■ **STORED ROWS**
§ §
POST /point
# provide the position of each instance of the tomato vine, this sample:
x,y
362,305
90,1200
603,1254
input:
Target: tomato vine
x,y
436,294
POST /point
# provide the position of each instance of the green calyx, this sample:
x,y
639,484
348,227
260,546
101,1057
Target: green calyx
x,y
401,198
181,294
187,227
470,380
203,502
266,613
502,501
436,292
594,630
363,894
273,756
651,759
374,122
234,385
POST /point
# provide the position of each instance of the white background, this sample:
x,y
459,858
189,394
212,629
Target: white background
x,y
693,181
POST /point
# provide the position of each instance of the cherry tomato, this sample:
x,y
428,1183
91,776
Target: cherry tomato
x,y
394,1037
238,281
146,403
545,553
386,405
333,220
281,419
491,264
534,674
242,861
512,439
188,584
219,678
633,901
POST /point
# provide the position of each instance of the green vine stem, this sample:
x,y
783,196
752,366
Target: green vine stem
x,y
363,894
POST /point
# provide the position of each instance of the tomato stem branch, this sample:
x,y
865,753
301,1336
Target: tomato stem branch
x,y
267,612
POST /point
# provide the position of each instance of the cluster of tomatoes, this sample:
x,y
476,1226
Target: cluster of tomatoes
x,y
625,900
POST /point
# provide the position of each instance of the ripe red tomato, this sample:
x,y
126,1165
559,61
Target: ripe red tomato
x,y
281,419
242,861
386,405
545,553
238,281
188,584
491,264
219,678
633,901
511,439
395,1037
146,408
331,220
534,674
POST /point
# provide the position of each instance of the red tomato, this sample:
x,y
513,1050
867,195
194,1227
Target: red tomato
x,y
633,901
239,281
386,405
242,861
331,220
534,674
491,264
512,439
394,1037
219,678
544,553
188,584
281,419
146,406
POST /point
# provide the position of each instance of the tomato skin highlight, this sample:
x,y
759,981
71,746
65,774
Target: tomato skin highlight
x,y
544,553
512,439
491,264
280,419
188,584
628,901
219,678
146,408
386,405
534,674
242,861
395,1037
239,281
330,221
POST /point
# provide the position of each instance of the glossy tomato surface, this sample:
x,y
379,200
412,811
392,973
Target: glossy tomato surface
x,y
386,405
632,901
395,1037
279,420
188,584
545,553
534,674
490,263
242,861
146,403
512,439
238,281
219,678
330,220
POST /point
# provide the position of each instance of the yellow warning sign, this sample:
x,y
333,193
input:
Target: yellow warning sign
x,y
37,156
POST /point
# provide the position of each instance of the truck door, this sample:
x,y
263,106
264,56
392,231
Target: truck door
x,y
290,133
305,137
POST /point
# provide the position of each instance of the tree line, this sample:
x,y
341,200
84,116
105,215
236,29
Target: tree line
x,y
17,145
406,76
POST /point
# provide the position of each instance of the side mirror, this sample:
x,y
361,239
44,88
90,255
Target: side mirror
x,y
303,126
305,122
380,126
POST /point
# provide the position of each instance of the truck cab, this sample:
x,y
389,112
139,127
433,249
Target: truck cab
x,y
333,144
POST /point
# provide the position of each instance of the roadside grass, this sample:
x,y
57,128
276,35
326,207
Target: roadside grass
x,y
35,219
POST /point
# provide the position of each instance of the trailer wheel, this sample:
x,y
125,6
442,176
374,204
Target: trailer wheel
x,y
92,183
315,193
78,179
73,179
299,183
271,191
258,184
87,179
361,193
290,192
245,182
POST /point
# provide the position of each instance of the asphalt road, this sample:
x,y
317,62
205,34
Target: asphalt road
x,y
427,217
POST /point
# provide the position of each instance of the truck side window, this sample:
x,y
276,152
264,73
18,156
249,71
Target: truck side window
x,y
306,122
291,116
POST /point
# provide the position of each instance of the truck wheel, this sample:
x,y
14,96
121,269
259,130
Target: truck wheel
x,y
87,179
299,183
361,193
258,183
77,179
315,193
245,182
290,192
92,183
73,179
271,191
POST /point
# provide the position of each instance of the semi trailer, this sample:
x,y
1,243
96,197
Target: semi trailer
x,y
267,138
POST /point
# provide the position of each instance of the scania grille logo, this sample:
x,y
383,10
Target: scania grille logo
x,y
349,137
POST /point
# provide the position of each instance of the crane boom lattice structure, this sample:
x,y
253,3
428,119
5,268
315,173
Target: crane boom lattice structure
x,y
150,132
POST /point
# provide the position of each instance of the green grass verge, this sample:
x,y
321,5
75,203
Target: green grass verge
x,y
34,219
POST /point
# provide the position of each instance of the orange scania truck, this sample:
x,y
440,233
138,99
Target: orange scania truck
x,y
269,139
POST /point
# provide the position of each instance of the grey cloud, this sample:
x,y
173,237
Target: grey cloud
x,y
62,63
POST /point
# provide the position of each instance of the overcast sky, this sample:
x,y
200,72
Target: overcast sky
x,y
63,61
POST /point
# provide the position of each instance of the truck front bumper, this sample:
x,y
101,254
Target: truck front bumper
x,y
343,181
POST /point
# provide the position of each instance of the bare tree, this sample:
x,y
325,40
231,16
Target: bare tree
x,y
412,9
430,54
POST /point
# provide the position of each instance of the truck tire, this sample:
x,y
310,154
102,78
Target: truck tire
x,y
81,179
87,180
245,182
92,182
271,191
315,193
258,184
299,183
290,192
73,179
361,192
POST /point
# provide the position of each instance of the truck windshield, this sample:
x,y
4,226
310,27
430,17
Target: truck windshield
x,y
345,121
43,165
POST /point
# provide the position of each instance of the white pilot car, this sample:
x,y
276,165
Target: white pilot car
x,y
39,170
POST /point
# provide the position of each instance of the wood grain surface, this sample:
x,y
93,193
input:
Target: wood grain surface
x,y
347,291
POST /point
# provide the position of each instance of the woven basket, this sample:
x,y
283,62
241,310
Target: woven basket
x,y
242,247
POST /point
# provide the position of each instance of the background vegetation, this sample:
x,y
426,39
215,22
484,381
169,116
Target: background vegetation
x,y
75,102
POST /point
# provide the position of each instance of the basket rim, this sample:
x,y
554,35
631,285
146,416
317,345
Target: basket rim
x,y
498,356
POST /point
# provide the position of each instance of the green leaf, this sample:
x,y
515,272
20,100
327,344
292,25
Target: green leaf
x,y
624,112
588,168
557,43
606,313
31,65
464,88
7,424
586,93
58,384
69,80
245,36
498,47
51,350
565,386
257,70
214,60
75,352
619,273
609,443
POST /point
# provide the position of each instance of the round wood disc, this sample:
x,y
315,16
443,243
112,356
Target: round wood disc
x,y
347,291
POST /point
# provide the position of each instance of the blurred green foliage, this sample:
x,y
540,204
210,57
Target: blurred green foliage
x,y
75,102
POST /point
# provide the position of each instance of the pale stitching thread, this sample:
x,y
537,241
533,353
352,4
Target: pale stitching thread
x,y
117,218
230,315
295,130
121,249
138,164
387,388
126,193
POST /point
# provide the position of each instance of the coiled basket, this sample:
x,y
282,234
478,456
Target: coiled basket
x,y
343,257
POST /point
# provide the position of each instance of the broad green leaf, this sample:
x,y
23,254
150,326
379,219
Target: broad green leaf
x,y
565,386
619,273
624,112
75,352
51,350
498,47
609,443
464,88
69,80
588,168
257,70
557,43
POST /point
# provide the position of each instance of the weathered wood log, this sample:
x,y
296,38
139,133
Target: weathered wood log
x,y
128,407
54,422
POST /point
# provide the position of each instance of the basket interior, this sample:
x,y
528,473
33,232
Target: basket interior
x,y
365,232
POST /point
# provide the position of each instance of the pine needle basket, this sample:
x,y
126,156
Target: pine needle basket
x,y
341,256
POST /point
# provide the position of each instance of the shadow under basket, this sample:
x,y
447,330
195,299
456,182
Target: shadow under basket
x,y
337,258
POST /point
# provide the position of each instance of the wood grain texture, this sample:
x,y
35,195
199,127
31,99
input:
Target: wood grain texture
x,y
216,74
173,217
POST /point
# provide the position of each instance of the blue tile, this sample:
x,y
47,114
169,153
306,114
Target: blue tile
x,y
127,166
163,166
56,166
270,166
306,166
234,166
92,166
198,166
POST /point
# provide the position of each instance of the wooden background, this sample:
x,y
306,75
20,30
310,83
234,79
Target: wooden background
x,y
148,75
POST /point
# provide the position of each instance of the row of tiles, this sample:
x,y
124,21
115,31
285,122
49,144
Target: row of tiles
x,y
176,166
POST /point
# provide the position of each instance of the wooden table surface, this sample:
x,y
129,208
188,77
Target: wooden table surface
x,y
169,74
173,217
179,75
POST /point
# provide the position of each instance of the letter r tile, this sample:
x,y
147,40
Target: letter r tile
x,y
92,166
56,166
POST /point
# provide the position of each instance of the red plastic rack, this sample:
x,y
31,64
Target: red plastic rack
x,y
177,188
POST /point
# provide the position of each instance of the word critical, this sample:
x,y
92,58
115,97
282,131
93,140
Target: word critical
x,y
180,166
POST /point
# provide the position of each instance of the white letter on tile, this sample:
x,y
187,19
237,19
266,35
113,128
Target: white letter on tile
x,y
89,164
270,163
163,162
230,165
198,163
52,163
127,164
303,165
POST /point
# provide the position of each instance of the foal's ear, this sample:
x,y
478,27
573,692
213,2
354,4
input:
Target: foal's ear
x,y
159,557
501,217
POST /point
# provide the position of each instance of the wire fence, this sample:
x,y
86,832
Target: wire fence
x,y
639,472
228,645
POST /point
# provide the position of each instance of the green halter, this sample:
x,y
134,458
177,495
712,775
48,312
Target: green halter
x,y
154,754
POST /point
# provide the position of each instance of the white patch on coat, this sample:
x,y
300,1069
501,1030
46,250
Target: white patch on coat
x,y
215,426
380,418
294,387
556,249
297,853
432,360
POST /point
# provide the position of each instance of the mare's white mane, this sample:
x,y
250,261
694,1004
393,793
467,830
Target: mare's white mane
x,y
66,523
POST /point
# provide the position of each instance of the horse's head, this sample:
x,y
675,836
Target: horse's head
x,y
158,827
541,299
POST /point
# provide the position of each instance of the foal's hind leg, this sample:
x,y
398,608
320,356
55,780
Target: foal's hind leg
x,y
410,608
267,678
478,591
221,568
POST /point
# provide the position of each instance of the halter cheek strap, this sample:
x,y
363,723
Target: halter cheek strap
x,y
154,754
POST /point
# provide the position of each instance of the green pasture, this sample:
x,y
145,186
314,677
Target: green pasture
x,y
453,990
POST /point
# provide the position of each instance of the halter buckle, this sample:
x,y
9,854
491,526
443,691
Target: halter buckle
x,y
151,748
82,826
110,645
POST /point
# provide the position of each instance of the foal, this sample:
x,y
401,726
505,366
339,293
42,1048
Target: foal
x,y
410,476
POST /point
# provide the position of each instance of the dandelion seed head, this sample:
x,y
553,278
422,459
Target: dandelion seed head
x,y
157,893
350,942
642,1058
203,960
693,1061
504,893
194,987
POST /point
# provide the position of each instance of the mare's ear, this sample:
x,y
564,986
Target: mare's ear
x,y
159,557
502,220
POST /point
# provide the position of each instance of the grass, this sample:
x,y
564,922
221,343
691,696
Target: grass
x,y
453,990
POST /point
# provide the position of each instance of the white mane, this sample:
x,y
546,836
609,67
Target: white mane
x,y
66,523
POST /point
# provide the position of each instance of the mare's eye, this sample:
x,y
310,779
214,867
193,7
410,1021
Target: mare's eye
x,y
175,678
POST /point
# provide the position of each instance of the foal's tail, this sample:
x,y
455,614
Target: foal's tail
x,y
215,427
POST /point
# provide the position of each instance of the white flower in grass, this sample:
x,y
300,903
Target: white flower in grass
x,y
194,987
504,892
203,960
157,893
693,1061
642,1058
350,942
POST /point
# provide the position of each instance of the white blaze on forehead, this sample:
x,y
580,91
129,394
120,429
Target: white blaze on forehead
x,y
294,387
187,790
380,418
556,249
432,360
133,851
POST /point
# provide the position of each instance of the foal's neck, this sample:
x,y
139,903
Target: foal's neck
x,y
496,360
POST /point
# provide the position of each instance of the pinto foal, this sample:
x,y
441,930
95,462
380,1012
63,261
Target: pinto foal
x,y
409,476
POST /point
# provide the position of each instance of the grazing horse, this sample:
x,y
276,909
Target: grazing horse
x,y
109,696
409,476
§ §
■ **STATED TASK**
Pick out and copy every line of the records above that contains the word "forehead".

■ **THE OUTPUT**
# provide the position of each instance of the white blaze on forehead, this sample:
Target: white blaze on forehead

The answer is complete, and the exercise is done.